Problem details:
Pick out each line in the records below that contains the word "person" and copy those lines. Matching is case-sensitive.

Data for this exercise:

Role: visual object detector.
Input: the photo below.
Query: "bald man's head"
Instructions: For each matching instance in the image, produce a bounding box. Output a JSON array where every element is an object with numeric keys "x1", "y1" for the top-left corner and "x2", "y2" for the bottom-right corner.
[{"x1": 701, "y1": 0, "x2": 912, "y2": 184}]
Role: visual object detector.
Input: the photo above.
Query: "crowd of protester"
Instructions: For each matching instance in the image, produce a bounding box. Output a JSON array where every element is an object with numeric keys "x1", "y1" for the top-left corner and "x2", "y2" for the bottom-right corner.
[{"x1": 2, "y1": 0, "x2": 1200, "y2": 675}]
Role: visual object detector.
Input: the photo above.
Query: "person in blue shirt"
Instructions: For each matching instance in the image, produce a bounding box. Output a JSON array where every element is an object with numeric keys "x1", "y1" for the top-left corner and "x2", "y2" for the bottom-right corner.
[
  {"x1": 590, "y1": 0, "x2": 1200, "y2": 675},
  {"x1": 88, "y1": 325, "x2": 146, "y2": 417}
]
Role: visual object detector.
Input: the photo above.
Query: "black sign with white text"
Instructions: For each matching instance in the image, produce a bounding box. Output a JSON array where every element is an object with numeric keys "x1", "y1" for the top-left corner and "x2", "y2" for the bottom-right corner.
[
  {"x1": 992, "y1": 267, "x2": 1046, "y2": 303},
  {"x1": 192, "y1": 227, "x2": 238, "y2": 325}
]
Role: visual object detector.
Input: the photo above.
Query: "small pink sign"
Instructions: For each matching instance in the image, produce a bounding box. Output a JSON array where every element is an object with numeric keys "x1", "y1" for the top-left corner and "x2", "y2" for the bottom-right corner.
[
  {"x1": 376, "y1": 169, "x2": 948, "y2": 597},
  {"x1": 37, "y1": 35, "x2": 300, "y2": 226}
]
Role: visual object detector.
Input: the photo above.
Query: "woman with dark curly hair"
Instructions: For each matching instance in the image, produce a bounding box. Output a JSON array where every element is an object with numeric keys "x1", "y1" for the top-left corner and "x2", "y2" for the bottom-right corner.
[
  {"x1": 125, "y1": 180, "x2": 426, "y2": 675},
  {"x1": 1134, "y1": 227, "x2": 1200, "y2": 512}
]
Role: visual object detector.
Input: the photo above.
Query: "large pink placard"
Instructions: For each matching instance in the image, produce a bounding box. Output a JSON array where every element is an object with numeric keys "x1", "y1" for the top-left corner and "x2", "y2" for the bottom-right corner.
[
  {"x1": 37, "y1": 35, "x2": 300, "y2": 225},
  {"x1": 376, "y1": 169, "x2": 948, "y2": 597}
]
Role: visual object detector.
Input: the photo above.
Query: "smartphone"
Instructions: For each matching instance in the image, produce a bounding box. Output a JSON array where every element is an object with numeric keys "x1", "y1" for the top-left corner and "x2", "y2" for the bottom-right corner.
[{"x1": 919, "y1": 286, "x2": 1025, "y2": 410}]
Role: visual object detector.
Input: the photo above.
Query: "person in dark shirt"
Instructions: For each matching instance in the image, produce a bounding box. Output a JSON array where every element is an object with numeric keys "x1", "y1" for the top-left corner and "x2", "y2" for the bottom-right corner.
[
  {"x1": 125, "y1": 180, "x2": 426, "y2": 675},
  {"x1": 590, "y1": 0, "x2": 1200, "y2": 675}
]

Reply to the exercise:
Query: "person in blue shirt"
Query: "person in dark shirt"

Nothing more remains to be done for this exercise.